Hey! Are you a protocol enthusiast? A security & privacy engineer or network engineer looking-in for new insights?
Did you already notice that there exist no contiguous zero-copy interface for modern encrypted transport protocol on the receive side?
So, let’s nerd on this a bit.
Hold on. What’s an encrypted transport protocol? We use this term to refer to protocols transporting encrypted upper-layer bytes that happen to also be mixed with encrypted protocol-specific control information that is not meant to be passed above on the stack abstraction. One may find such protocols implemented within kernels (e.g., Wireguard), but mainly as transport libraries (e.g., QUIC, Tor, OpenVPN, etc) providing an interface to applications to send/receive secure bytes.
That is, there exist many QUIC implementations, many VPNs designs and implementations, two Tor implementations, written by talented and experienced engineers. But not a single one of them provides a receive contiguous zero-copy interface. Note, we refer to contiguous zero-copy when a layer of abstraction in the networking stack shares a contiguous array of bytes with the upper layer, and when moving bytes from one layer to the other does not involve any copy. A well known example is io_uring for the Linux kernel, designed to replace classical socket syscalls for reading/writing on a shared contiguous buffer. The result of this engineering is higher efficiency to move bytes up or down the stack (i.e., lower CPU utilization), and a slightly more complex API flow to manipulate the shared memory space.
It turns out that, for modern encrypted transport protocols, given the current interface to symmetric encryption, similar engineering breakthrough seems impossible to achieve. But we found a way! The goal of this blogpost is to explain why we don’t have contiguous zero-copy in deployed encrypted transports, and what we need to adapt in our current approach to protocol design to make contiguous zero-copy interfaces an option for implementers of encrypted transports. We apply our findings on the QUIC protocol, so let’s have a bit of context before going into the details.
Understanding Context
Encryption was initially designed as an optional pass over the payload of existing transport protocols, such as TCP or UDP. Resulting protocols are usually backward-compatible, and do not mix control and data. More recently, pushing further for privacy, protocols such as QUIC have made mandatory the usage of encryption primitives, including encrypting control information.

Listing:

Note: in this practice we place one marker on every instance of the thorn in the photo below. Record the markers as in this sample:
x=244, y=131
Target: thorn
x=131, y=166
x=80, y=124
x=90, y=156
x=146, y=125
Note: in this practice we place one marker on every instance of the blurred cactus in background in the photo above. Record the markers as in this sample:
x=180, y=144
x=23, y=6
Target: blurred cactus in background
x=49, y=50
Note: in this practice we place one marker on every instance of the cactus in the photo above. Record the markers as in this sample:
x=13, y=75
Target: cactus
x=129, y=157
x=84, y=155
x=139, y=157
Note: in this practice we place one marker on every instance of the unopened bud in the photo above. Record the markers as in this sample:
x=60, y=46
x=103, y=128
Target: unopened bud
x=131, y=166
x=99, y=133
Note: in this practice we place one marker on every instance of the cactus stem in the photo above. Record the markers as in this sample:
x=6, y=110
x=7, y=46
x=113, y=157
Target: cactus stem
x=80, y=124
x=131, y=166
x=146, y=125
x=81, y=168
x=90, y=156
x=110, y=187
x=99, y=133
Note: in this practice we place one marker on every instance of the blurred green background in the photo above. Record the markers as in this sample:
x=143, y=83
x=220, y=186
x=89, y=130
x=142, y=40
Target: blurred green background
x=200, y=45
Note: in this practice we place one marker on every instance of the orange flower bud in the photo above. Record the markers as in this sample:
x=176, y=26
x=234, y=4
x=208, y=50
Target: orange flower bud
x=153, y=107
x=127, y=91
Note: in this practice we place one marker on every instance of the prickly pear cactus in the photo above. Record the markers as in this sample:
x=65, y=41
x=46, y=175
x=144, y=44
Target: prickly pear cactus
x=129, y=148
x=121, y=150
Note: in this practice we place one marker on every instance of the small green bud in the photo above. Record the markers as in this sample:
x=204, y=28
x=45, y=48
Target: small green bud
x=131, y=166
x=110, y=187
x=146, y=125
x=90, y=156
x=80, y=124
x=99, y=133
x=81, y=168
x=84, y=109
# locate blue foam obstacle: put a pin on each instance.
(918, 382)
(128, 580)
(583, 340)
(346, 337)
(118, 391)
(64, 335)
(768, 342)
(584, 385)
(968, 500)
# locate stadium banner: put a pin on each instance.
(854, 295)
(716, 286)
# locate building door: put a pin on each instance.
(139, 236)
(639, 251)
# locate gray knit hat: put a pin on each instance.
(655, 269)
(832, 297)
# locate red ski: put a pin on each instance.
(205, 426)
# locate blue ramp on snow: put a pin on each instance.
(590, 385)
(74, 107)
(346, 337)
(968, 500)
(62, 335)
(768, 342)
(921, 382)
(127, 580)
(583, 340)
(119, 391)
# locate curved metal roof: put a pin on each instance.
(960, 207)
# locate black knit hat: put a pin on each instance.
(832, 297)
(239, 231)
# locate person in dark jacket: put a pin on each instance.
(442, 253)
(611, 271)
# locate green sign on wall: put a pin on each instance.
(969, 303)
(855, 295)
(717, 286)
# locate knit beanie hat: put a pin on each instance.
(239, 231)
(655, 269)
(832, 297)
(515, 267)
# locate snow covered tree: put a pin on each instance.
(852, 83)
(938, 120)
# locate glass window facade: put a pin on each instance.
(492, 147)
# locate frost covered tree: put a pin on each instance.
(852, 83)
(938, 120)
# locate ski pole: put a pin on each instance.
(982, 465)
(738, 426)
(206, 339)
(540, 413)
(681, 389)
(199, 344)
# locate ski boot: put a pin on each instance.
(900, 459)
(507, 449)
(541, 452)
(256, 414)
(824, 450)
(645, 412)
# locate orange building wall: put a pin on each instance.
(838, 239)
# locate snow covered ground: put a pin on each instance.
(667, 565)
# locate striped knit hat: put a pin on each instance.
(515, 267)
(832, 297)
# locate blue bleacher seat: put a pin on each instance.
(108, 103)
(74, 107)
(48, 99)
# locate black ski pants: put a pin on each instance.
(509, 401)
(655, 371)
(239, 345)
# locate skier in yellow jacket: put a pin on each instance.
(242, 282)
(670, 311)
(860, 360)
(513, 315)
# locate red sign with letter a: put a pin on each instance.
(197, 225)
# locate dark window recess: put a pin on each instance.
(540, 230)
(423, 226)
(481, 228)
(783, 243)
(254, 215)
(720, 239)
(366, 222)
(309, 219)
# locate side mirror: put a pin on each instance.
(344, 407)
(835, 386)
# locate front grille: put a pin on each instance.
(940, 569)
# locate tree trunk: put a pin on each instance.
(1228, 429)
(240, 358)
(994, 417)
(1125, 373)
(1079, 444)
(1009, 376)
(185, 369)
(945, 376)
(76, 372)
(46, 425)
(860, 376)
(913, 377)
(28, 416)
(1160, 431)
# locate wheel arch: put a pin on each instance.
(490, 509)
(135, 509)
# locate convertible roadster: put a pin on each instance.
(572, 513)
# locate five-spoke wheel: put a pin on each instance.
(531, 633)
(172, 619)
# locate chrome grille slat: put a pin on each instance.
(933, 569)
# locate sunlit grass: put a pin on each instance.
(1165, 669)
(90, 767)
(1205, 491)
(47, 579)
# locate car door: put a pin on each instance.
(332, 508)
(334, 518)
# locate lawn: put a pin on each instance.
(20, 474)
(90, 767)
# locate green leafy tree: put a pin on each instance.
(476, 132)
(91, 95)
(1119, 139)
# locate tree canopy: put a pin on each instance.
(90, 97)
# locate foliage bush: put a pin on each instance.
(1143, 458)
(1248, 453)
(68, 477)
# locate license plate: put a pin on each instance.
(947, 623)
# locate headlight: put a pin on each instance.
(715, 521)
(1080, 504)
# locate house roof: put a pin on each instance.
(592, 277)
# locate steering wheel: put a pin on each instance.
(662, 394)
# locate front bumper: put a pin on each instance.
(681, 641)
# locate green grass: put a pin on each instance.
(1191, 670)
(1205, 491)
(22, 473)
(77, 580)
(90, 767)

Tasks to carry out:
1/ Edit the blog post on zero-copy encrypted transports by writing out everything from "Did you already" down to "send/receive secure bytes.", with "kernels" changed to "operating systems".
2/ Answer these questions using the blog post on zero-copy encrypted transports.
(a) What does the post cite as a well-known example of contiguous zero-copy for the Linux kernel?
(b) How many Tor implementations does the post say exist?
(c) On which protocol do the authors apply their findings?
3/ Write the next part of the blog post on zero-copy encrypted transports, picking up right after its final sentence.
None of the data is needed for what follows.

Results of the tasks:
1/
Did you already notice that there exist no contiguous zero-copy interface for modern encrypted transport protocol on the receive side?
So, let’s nerd on this a bit.
Hold on. What’s an encrypted transport protocol? We use this term to refer to protocols transporting encrypted upper-layer bytes that happen to also be mixed with encrypted protocol-specific control information that is not meant to be passed above on the stack abstraction. One may find such protocols implemented within operating systems (e.g., Wireguard), but mainly as transport libraries (e.g., QUIC, Tor, OpenVPN, etc) providing an interface to applications to send/receive secure bytes.

2/
(a) io_uring
(b) Two
(c) QUIC

3/
Cryptography libraries
Writing efficient and secure cryptography code is a daunting task. Number of mistakes have been made in the past resulting in catastrophic failures for protocol implementations. In the paper alongside the NaCL cryptography library, Bernstein et al. argue that those problems can be under control by offering an atomic interface to cryptographic capabilities combining different security properties, such as ciphertext integrity and plaintext confidentiality, preventing non-cryptographers to combine those blocks insecurely, hoping to crunch a bit more efficiency out of them. Eventually, an atomic interface is what most cryptography libraries provide today.
The result of this endeavor is essentially protocol implementers of encrypted transports linking one of those libraries, and using one of those atomic interfaces to encrypt/decrypt their packet layout, usually in-place for cache efficiency.
HTTP/3 and QUIC’s efficiency issues
HTTP/3 defined as a semantic mapping above QUIC’s stream abstraction seems having a slow growth being the rightful replacement of HTTP/2, despite the many design enhancements. Reports of (much) lower efficiency are legion both in the academic world, and industrial integrations of QUIC implementations. Why’s that? Well, there are many factors, some of them that we previously explained in a blogpost on APNIC are essentially caused by UDP, which initially motivated our TCPLS design, and seems as well to motivate ongoing work at the IETF to have a reduced QUIC-like semantic above TCP, coined as QUIC on streams.
However, we believe one of the efficiency issues in QUIC can be solved with a slight re-design of the QUIC information layout, and bonus, this equally applies to any modern encrypted transport protocol. This problem is central to the protocol design, and fixing it would cumulate benefits to other efforts, such as UDP I/O optimizations in QUIC’s case.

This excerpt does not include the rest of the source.